* TASK OBJECTIVE
Look in the data below for the line that contains "currant stem, each". Copy that line and the remaining lines exactly.

* RECORDS SUPPLIED
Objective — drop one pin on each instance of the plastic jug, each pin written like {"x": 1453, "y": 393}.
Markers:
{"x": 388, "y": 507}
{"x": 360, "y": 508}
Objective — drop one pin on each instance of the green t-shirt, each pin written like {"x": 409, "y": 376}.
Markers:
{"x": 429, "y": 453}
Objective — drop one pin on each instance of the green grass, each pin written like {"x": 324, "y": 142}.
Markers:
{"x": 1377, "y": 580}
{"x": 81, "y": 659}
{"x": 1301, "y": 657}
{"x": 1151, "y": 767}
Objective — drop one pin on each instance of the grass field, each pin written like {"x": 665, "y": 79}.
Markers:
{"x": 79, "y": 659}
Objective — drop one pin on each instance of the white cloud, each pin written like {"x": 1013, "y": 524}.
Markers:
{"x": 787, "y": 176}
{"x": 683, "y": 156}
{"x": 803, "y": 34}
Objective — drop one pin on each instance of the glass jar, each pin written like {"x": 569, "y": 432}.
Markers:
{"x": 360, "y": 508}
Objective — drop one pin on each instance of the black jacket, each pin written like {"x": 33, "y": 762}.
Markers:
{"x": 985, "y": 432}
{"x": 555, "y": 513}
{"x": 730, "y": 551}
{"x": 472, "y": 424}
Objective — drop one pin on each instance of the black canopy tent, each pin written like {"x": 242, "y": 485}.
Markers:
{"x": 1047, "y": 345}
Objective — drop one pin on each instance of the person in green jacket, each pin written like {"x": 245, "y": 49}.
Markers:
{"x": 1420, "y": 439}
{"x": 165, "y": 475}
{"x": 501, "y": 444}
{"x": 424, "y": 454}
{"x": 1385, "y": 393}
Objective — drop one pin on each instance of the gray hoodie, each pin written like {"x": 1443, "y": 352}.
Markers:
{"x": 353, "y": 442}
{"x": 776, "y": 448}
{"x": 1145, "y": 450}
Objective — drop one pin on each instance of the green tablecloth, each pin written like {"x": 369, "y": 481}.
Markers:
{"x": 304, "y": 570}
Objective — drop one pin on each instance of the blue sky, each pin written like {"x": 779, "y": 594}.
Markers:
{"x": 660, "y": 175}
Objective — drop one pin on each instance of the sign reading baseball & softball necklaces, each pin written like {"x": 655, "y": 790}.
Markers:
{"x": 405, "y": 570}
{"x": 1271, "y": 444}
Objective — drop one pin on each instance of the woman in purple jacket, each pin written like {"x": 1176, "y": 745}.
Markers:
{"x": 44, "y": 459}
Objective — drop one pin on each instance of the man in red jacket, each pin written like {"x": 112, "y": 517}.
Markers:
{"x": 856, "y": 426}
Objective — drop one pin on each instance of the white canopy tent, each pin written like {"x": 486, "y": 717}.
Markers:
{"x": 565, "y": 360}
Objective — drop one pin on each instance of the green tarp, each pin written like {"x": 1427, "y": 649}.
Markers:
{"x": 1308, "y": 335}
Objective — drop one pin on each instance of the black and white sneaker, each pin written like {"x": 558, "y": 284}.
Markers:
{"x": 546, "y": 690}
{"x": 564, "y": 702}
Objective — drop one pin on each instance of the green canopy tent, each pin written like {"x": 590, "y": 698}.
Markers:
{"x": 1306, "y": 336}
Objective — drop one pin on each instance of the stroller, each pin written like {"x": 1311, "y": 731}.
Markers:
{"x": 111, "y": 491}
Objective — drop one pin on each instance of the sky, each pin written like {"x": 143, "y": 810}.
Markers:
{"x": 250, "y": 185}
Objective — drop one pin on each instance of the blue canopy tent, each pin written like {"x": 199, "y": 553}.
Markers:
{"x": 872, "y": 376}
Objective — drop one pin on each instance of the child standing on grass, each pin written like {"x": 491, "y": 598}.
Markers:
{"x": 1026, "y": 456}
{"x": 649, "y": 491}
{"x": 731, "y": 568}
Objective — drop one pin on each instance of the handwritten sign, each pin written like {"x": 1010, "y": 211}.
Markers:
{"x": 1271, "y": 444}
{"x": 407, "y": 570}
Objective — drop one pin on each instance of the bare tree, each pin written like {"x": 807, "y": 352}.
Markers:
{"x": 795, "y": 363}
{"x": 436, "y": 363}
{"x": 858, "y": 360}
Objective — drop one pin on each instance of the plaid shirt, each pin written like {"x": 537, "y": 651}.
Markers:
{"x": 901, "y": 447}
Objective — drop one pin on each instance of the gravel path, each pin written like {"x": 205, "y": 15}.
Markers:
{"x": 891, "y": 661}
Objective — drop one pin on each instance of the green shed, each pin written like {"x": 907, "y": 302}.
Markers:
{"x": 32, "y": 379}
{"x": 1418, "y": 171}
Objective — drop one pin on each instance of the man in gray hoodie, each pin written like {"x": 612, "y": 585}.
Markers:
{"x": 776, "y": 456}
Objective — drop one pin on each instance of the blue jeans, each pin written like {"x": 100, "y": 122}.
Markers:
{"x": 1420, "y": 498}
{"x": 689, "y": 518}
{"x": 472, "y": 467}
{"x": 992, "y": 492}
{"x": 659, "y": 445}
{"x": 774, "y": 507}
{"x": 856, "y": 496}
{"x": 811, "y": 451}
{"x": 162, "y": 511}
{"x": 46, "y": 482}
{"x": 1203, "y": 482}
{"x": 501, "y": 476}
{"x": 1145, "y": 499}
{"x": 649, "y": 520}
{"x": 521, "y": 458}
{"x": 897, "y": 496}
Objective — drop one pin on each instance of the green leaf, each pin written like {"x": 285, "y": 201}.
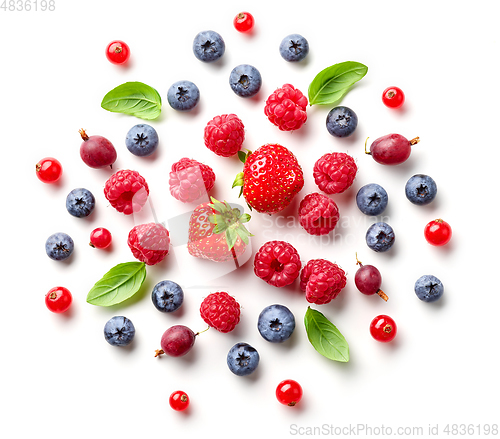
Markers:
{"x": 242, "y": 156}
{"x": 118, "y": 284}
{"x": 325, "y": 337}
{"x": 134, "y": 98}
{"x": 332, "y": 83}
{"x": 238, "y": 181}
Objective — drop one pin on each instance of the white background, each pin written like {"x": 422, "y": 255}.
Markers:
{"x": 60, "y": 377}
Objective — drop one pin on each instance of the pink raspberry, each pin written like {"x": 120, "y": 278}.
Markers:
{"x": 318, "y": 214}
{"x": 127, "y": 191}
{"x": 278, "y": 263}
{"x": 286, "y": 108}
{"x": 220, "y": 311}
{"x": 322, "y": 281}
{"x": 224, "y": 135}
{"x": 190, "y": 180}
{"x": 149, "y": 243}
{"x": 335, "y": 172}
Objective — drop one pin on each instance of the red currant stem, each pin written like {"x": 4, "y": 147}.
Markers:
{"x": 383, "y": 295}
{"x": 83, "y": 134}
{"x": 201, "y": 332}
{"x": 366, "y": 141}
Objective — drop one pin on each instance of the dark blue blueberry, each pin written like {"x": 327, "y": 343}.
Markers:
{"x": 167, "y": 296}
{"x": 420, "y": 189}
{"x": 242, "y": 359}
{"x": 428, "y": 288}
{"x": 341, "y": 121}
{"x": 119, "y": 331}
{"x": 142, "y": 140}
{"x": 276, "y": 323}
{"x": 245, "y": 80}
{"x": 294, "y": 48}
{"x": 59, "y": 246}
{"x": 183, "y": 95}
{"x": 80, "y": 202}
{"x": 372, "y": 199}
{"x": 208, "y": 46}
{"x": 380, "y": 237}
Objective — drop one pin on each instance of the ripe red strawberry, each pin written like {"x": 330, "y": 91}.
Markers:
{"x": 271, "y": 177}
{"x": 217, "y": 233}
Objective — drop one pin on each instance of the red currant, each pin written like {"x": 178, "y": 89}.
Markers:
{"x": 58, "y": 299}
{"x": 393, "y": 97}
{"x": 437, "y": 232}
{"x": 100, "y": 238}
{"x": 243, "y": 22}
{"x": 49, "y": 170}
{"x": 368, "y": 280}
{"x": 289, "y": 392}
{"x": 117, "y": 52}
{"x": 383, "y": 328}
{"x": 179, "y": 400}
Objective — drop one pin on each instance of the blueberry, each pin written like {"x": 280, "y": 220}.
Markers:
{"x": 80, "y": 202}
{"x": 142, "y": 140}
{"x": 167, "y": 296}
{"x": 420, "y": 189}
{"x": 372, "y": 199}
{"x": 59, "y": 246}
{"x": 294, "y": 48}
{"x": 341, "y": 121}
{"x": 119, "y": 331}
{"x": 245, "y": 80}
{"x": 380, "y": 237}
{"x": 428, "y": 288}
{"x": 183, "y": 95}
{"x": 276, "y": 323}
{"x": 242, "y": 359}
{"x": 208, "y": 46}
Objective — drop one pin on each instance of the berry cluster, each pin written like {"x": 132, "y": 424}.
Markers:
{"x": 270, "y": 180}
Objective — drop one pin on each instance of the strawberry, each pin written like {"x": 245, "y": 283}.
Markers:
{"x": 216, "y": 232}
{"x": 270, "y": 179}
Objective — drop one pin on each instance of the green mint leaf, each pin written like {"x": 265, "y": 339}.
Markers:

* TASK ANSWER
Objective — drop one pin on each instance of the red currant stem, each pin written like {"x": 4, "y": 147}.
Markers:
{"x": 383, "y": 295}
{"x": 83, "y": 134}
{"x": 201, "y": 332}
{"x": 366, "y": 141}
Objective — drop one pin on each instance of the dark blue blueberry, each pin written like {"x": 327, "y": 343}.
Markers:
{"x": 167, "y": 296}
{"x": 420, "y": 189}
{"x": 242, "y": 359}
{"x": 428, "y": 288}
{"x": 341, "y": 121}
{"x": 119, "y": 331}
{"x": 142, "y": 140}
{"x": 276, "y": 323}
{"x": 245, "y": 80}
{"x": 294, "y": 48}
{"x": 59, "y": 246}
{"x": 183, "y": 95}
{"x": 80, "y": 202}
{"x": 372, "y": 199}
{"x": 208, "y": 46}
{"x": 380, "y": 237}
Objective — drop one pin on each instance of the ripe red strawberry, each pin written like {"x": 330, "y": 91}.
Markers:
{"x": 271, "y": 177}
{"x": 217, "y": 233}
Objective — drop one pin on each instance of the red currant, each pin written like {"x": 178, "y": 89}.
Markers:
{"x": 58, "y": 299}
{"x": 393, "y": 97}
{"x": 437, "y": 232}
{"x": 100, "y": 238}
{"x": 243, "y": 22}
{"x": 49, "y": 170}
{"x": 368, "y": 280}
{"x": 289, "y": 392}
{"x": 117, "y": 52}
{"x": 383, "y": 328}
{"x": 179, "y": 400}
Objective — drop one pin on each instance of the blueberry, each pin written like {"x": 280, "y": 220}.
Markers:
{"x": 80, "y": 202}
{"x": 142, "y": 140}
{"x": 167, "y": 296}
{"x": 420, "y": 189}
{"x": 372, "y": 199}
{"x": 59, "y": 246}
{"x": 294, "y": 48}
{"x": 341, "y": 121}
{"x": 119, "y": 331}
{"x": 245, "y": 80}
{"x": 380, "y": 237}
{"x": 428, "y": 288}
{"x": 183, "y": 95}
{"x": 276, "y": 323}
{"x": 242, "y": 359}
{"x": 208, "y": 46}
Objective — drop one pin on each instance of the berry cluster, each pin written like {"x": 132, "y": 424}.
Markers:
{"x": 270, "y": 180}
Objective — drop one pin on each instance of the strawberry, each pin written like {"x": 245, "y": 283}.
Markers:
{"x": 216, "y": 232}
{"x": 270, "y": 179}
Objective — drop one pin on each instance of the green mint leaf, each pin written like {"x": 265, "y": 339}.
Markers:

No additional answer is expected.